### Extract

Bacteria , writes Phillip Ball in Nature, "can sprout webs of electrical wiring that transform the
soil into a geological battery"
D. Ntarlagiannis et al report in Geophys. Res. Lett. 34, L17305; 2007, that ome soil bacteria form networks of tiny wires linking individual bacterial cells into a web-like electrical circuit. The wires allow the bacteria to get rid of electrons generated during metabolism, transporting them to distant 'electron dumps'.
This leads Venter research Institute scientist Yuri Gorby to speculate soil may act as a circuit built by microbes to power their metabolic systems,. As the bacteria consume nutrients for energy, they spit out unwanted electrons into the circuit.

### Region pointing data
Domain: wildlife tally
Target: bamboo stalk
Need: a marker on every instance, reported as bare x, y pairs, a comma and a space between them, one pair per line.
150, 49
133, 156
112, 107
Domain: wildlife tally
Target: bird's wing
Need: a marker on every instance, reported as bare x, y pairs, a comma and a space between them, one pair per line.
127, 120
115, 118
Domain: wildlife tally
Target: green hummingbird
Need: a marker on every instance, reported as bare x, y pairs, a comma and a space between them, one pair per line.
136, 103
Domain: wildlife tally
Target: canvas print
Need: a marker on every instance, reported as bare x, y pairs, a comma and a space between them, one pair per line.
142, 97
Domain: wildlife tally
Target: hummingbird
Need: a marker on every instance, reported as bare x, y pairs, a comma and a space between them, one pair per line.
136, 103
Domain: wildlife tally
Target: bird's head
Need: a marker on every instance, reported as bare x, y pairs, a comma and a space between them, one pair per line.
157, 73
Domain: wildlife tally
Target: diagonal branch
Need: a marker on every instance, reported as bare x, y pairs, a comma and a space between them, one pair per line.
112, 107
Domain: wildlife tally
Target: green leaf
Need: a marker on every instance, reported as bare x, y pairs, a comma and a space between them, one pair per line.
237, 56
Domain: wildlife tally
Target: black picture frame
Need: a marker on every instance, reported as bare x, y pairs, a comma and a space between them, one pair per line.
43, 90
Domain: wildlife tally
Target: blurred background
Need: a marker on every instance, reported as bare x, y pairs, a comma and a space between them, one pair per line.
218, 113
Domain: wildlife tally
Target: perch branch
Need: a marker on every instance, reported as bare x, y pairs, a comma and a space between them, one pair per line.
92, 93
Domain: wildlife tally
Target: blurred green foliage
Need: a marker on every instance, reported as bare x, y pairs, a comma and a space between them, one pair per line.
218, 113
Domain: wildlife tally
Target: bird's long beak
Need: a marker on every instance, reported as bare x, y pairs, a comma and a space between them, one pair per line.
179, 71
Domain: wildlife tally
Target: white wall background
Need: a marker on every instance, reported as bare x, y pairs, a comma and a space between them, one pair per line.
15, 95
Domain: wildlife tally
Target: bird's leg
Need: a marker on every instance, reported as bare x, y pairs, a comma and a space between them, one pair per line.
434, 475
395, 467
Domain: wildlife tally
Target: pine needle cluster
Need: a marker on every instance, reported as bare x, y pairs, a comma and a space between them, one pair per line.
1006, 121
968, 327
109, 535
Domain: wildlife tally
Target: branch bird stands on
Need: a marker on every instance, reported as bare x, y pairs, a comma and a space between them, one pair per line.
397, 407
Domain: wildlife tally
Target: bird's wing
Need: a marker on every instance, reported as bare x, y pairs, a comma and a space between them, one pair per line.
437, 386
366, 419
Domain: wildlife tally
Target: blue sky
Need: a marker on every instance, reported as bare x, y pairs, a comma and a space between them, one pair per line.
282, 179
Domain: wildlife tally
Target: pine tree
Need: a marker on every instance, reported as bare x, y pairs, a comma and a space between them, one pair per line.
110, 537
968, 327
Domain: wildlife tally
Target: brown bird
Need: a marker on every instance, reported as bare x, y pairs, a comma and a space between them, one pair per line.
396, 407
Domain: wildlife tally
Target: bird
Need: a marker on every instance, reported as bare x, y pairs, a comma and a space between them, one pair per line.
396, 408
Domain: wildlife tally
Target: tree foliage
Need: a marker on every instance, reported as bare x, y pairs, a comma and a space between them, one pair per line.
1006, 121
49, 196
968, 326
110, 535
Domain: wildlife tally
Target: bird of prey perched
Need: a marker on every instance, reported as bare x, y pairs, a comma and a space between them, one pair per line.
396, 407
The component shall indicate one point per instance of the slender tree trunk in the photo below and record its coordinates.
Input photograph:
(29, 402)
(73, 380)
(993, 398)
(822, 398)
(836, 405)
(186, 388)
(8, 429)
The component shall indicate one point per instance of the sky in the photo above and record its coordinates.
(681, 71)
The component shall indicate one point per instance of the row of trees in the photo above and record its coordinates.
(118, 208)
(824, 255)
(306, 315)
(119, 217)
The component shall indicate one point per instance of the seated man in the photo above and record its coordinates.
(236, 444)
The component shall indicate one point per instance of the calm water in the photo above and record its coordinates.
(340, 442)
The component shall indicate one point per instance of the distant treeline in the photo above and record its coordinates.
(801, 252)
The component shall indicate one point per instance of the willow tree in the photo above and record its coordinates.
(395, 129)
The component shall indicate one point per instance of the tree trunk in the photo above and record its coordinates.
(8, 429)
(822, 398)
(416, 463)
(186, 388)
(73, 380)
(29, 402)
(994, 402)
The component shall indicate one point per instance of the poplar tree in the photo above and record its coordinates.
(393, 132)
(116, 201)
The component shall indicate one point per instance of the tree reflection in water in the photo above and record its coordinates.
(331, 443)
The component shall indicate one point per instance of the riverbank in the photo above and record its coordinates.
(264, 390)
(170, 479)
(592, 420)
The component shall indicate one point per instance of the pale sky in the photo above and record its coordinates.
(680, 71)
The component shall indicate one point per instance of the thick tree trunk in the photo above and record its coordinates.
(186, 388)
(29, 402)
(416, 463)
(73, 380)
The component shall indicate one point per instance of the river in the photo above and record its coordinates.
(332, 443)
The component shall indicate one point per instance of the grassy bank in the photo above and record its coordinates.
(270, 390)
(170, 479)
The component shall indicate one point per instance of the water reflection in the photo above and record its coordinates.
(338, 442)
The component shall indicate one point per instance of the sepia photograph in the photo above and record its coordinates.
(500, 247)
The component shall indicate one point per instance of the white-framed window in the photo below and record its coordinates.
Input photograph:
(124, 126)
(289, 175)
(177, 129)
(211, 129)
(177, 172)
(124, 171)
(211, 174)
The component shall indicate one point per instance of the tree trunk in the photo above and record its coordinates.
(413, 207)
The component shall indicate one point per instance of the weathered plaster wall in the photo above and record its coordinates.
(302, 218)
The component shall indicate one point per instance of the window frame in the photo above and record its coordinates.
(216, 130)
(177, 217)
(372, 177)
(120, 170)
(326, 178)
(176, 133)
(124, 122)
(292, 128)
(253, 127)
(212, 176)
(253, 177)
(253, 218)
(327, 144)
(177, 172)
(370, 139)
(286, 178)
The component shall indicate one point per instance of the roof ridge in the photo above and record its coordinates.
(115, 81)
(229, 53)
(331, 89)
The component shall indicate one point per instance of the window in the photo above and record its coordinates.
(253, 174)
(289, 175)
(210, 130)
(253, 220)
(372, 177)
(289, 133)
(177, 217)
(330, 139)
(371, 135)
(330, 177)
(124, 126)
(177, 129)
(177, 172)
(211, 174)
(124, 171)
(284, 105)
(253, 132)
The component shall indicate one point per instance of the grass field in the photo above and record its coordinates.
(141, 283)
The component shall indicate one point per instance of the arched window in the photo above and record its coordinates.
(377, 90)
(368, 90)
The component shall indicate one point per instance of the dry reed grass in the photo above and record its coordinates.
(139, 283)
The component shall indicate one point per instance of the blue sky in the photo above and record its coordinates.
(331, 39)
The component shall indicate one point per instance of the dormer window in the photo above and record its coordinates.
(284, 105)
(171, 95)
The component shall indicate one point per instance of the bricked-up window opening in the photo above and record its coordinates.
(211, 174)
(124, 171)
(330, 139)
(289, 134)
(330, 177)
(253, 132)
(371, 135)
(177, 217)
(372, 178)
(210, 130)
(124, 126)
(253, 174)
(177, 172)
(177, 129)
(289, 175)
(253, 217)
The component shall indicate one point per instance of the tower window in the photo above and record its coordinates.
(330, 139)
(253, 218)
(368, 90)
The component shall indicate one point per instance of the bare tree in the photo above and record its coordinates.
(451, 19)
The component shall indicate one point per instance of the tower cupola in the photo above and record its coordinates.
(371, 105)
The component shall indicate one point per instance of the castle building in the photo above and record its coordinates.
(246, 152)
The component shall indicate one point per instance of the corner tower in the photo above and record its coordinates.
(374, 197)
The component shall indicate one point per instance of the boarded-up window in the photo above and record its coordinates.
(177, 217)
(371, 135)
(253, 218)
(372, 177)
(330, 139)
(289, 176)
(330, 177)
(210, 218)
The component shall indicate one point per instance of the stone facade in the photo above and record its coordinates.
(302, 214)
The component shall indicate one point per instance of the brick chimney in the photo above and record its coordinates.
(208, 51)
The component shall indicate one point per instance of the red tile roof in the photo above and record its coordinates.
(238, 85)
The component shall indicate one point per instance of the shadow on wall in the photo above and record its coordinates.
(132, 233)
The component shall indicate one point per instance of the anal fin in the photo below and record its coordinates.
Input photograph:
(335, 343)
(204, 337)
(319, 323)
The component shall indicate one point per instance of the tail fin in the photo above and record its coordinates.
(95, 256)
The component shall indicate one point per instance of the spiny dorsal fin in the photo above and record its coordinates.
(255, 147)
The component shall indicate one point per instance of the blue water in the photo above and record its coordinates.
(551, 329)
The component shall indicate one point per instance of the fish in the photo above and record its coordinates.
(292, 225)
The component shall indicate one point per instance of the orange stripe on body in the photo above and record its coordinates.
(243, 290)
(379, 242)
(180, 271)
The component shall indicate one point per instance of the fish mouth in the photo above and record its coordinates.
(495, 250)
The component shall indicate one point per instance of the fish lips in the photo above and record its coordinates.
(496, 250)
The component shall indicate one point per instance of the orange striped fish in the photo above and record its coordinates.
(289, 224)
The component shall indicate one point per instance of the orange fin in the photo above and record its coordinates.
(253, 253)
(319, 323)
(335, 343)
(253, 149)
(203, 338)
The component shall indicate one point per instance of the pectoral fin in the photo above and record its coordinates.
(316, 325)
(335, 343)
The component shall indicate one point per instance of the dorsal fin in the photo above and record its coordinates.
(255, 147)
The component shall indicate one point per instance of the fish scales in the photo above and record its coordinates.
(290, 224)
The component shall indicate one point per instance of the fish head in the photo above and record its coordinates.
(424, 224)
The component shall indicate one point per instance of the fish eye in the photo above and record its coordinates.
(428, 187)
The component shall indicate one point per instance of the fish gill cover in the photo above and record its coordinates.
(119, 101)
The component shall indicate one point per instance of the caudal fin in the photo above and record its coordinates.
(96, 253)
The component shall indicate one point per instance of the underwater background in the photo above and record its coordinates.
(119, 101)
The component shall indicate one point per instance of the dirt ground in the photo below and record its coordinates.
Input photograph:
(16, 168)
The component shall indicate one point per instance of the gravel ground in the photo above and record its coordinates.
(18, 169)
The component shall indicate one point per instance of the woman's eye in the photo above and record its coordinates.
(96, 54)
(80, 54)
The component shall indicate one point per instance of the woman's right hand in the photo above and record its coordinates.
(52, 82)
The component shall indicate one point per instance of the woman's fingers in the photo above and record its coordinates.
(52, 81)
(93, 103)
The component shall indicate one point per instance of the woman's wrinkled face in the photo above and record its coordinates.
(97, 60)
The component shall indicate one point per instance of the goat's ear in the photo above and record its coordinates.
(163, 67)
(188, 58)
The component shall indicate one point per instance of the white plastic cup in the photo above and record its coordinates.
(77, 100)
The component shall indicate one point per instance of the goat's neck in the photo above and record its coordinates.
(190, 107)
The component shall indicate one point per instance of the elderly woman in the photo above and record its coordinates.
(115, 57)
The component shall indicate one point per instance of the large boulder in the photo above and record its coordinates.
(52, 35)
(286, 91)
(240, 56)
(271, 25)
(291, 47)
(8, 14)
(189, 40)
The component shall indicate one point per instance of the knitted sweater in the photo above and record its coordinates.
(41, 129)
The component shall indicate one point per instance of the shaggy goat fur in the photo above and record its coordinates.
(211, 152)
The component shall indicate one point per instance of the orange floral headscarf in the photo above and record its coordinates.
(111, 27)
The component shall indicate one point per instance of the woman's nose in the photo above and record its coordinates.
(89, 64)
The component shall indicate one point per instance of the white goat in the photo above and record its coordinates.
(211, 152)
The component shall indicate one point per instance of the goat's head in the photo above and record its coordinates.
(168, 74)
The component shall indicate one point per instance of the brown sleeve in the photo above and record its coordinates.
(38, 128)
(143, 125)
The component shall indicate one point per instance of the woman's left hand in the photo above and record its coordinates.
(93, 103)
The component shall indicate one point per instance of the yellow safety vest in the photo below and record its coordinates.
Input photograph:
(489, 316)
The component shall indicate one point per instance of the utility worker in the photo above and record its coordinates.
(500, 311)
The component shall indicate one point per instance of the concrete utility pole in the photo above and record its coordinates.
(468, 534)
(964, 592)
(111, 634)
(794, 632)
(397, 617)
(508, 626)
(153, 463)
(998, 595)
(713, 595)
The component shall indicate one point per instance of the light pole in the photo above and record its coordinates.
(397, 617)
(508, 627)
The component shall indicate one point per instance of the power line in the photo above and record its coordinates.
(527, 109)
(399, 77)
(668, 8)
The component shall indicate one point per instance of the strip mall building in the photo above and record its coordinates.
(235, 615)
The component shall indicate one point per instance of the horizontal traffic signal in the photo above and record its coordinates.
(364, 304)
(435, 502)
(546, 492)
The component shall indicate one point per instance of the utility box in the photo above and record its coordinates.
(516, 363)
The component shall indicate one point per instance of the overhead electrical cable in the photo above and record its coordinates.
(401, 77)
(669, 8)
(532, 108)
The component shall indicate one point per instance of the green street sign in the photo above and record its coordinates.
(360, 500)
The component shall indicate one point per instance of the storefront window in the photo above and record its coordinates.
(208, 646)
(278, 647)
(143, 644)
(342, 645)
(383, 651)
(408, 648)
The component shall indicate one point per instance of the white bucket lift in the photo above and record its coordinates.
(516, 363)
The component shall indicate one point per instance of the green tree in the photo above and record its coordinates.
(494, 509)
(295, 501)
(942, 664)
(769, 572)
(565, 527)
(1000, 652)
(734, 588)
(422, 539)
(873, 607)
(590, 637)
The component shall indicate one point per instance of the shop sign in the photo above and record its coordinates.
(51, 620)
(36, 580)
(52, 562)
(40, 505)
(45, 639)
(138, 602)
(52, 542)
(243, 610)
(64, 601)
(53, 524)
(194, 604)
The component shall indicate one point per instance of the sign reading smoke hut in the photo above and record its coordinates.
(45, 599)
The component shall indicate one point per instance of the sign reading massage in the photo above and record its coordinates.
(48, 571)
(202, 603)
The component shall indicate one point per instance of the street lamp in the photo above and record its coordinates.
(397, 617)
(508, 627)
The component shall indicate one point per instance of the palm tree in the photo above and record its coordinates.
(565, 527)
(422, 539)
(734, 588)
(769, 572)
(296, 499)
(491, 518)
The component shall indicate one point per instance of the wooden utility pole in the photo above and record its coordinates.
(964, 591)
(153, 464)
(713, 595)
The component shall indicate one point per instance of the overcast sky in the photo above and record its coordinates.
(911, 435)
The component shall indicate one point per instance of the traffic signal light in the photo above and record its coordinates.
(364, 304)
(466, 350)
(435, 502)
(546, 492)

### Things to do
**A.** Answer these questions from the text on soil bacteria wiring:
(i) In which publication does the quoted description of bacteria sprouting webs of electrical wiring appear?
(ii) To where do the wires transport the electrons that the bacteria generate during metabolism?
(iii) What does Yuri Gorby speculate that soil may act as?
**B.** Carry on the text on soil bacteria wiring, starting after its final sentence.

### Expected outputs
**A.**
(i) Nature
(ii) To distant 'electron dumps'
(iii) A circuit built by microbes to power their metabolic systems

**B.**
Last year, Gorby and his colleagues discovered that Shewanella oneidensis bacteria can grow 100 nanometer ( 1000 atom wide ) filaments which conduct electricity (Y. A. Gorby et al . Proc. Natl Acad. Sci. USA 103, 11358–11363; 2006). The researchers presented evidence that the microbes use these 'nanowires' to shunt electrons produced during metabolic reactions onto the surface of mineral grains in the soil, to be taken up by metal ions. Without an electron acceptor, the bacteria cannot function properly and die.